== EXCERPTED TEXT ==
13 unstable releases
0.7.0 | May 5, 2022 |
---|---|
0.6.0 | May 9, 2021 |
0.5.1 | Feb 27, 2021 |
0.4.3 | Aug 11, 2020 |
0.4.2 | Jun 30, 2020 |
#78 in Concurrency
54,429 downloads per month
Used in 20 crates
(14 directly)
100KB
1.5K
SLoC
rusty_pool
Self growing / shrinking ThreadPool
implementation based on crossbeam's
multi-producer multi-consumer channels that enables awaiting the result of a
task and offers async support.
This ThreadPool
has two different pool sizes; a core pool size filled with
threads that live for as long as the channel and a max pool size which describes
the maximum amount of worker threads that may live at the same time.
Those additional non-core threads have a specific keep_alive time described when
creating the ThreadPool
that defines how long such threads may be idle for
without receiving any work before giving up and terminating their work loop.
This ThreadPool
does not spawn any threads until a task is submitted to it.
Then it will create a new thread for each task until the core pool size is full.
After that a new thread will only be created upon an execute()
call if the
current pool is lower than the max pool size and there are no idle threads.
Functions like evaluate()
and complete()
return a JoinHandle
that may be used
to await the result of a submitted task or future. JoinHandles may be sent to the
thread pool to create a task that blocks a worker thread until it receives the
result of the other task and then operates on the result. If the task panics the
JoinHandle
receives a cancellation error. This is implemented using a futures
oneshot channel to communicate with the worker thread.
This ThreadPool
may be used as a futures executor if the "async" feature is enabled,
which is the case by default. The "async" feature includes the spawn()
and
try_spawn()
functions which create a task that polls the future one by one and
creates a waker that re-submits the future to the pool when it can make progress.
Without the "async" feature, futures can simply be executed to completion using
the complete
function, which simply blocks a worker thread until the future has
been polled to completion.
The "async" feature can be disabled if not need by adding the following to your Cargo dependency:
[dependencies.rusty_pool]
default-features = false
version = "*"
===
YOUR GOAL: Write out the rusty_pool description again, from the words "Those additional non-core" through "submitted to it.", and put "idle_timeout" in place of "keep_alive".
== INFORMATION SUPPLIED ==
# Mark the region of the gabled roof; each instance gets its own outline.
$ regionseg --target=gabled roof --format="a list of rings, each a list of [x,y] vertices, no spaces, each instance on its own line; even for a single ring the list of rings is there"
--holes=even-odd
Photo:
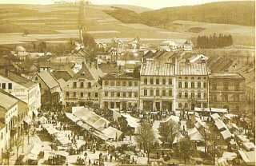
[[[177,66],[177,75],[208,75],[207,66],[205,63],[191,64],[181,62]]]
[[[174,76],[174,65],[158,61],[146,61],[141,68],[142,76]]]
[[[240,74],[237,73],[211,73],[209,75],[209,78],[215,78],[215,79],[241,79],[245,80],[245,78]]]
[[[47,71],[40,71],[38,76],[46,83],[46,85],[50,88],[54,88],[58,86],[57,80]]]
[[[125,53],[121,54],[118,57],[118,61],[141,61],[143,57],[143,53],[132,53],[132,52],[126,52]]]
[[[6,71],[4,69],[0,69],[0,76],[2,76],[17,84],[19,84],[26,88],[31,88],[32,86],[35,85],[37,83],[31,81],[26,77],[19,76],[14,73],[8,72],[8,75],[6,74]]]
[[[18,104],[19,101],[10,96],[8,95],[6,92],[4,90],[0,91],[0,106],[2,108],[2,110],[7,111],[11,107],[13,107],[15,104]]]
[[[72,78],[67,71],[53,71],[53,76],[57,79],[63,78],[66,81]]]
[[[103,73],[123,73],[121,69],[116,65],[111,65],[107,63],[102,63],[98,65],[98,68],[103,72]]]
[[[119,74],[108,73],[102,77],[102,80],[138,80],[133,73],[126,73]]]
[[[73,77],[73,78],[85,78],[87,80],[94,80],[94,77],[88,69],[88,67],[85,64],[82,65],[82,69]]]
===
== INFORMATION SUPPLIED ==
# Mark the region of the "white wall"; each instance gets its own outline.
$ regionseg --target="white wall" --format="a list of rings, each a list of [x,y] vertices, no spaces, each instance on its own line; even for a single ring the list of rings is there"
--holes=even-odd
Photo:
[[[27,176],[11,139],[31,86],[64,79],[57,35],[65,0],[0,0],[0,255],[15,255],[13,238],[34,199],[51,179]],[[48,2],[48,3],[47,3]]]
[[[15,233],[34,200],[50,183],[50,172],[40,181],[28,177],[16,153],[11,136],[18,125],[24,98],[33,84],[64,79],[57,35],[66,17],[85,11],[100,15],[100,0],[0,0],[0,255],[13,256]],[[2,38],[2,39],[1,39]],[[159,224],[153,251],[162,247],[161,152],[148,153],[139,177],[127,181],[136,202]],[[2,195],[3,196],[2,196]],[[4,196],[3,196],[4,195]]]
===
FULL ANSWER:
Those additional non-core threads have a specific idle_timeout time described when
creating the ThreadPool
that defines how long such threads may be idle for
without receiving any work before giving up and terminating their work loop.
This ThreadPool
does not spawn any threads until a task is submitted to it.